> _Records to process_:
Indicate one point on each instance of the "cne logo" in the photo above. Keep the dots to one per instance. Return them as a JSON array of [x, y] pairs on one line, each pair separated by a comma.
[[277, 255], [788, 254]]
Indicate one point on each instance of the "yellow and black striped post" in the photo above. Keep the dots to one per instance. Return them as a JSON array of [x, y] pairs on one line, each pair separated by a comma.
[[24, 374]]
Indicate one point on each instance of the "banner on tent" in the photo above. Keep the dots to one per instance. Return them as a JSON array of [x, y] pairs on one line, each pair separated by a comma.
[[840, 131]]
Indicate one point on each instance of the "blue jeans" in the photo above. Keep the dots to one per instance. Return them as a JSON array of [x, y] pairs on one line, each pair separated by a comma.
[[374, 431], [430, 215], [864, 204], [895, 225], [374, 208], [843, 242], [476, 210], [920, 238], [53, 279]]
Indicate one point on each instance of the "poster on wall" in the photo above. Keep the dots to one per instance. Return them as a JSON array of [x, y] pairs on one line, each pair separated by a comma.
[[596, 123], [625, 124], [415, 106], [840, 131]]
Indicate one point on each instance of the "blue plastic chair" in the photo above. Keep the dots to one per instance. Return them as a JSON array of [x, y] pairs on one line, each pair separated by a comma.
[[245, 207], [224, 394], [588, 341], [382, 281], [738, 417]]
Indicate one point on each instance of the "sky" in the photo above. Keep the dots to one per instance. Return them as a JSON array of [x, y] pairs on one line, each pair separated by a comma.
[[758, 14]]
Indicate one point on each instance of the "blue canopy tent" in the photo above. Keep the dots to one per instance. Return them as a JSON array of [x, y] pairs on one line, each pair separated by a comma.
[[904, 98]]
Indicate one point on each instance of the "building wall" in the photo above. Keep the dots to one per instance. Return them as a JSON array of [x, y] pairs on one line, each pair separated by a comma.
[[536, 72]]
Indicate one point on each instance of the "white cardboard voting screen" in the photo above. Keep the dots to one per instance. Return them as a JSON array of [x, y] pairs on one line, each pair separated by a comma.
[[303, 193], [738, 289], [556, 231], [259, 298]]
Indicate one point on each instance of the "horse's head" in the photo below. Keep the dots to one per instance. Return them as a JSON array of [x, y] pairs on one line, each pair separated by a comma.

> _Task details_: Reproduce the items from the line with "and black striped" up to and including the line with "[[840, 131]]", adding -126 to every coordinate in their answers and keeping all other text unchanged.

> _Output of the exercise_:
Indicate one point on each instance of the "yellow and black striped post" in the photo above. Keep the dots to one per instance. Return them as a JSON array of [x, y] pairs on one line, each pair separated by a comma.
[[-102, 248]]
Indicate one point on each instance of the "banner on tent" in the photo above. Keep the dots to one per instance. Return them as a JSON array of [x, y] pairs on one line, each pair separated by a comma.
[[714, 5]]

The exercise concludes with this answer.